### PROBLEM TO SOLVE
All of the data needs to be repeated exactly.

Start of DATA TO USE

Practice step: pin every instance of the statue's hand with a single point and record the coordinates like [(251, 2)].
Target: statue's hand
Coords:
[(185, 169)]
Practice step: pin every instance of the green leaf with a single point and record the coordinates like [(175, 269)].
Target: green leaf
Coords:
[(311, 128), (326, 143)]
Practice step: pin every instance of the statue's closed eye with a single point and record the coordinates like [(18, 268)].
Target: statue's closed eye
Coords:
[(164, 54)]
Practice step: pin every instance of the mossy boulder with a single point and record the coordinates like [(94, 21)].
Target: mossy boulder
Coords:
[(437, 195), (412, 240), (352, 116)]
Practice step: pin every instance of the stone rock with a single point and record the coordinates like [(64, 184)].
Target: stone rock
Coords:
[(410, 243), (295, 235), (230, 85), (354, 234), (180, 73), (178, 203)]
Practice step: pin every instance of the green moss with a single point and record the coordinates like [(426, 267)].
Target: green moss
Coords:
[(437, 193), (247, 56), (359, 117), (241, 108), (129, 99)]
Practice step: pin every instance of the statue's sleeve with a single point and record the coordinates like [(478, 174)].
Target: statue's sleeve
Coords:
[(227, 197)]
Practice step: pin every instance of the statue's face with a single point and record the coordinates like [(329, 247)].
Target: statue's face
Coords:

End of DATA TO USE

### TASK ANSWER
Practice step: pin every instance of the statue's hand with a single point and record the coordinates like [(251, 2)].
Target: statue's hand
Coords:
[(185, 169)]
Practice step: pin every instance of the green leaf with a single point and record the coordinates like [(175, 269)].
Target: green leaf
Coords:
[(311, 128), (326, 143)]
Practice step: pin every instance of the statue's closed eye with a single point and record the coordinates like [(18, 268)].
Target: statue's closed eye
Coords:
[(164, 54)]
Practice step: pin every instance of the mossy boulder with a single point and record the coordinates like [(94, 21)].
Target: mossy boulder
Coords:
[(437, 195), (412, 240), (352, 116)]
Practice step: pin every instance of the stone rock with a single point and record the coordinates like [(64, 184)].
Target: stone rock
Coords:
[(410, 243), (295, 235), (230, 85), (354, 234), (180, 73), (178, 203)]
Practice step: pin every instance of the green moss with a single point and record the coordinates like [(426, 267)].
Target: green moss
Coords:
[(437, 193), (247, 56), (359, 117), (241, 108), (129, 99)]
Practice step: pin every instance of the statue's sleeve with a single point and record the coordinates like [(478, 174)].
Target: statue's sleeve
Coords:
[(227, 197)]
Practice step: pin every instance of the statue's face with a single point and record the coordinates like [(329, 247)].
Target: statue's face
Coords:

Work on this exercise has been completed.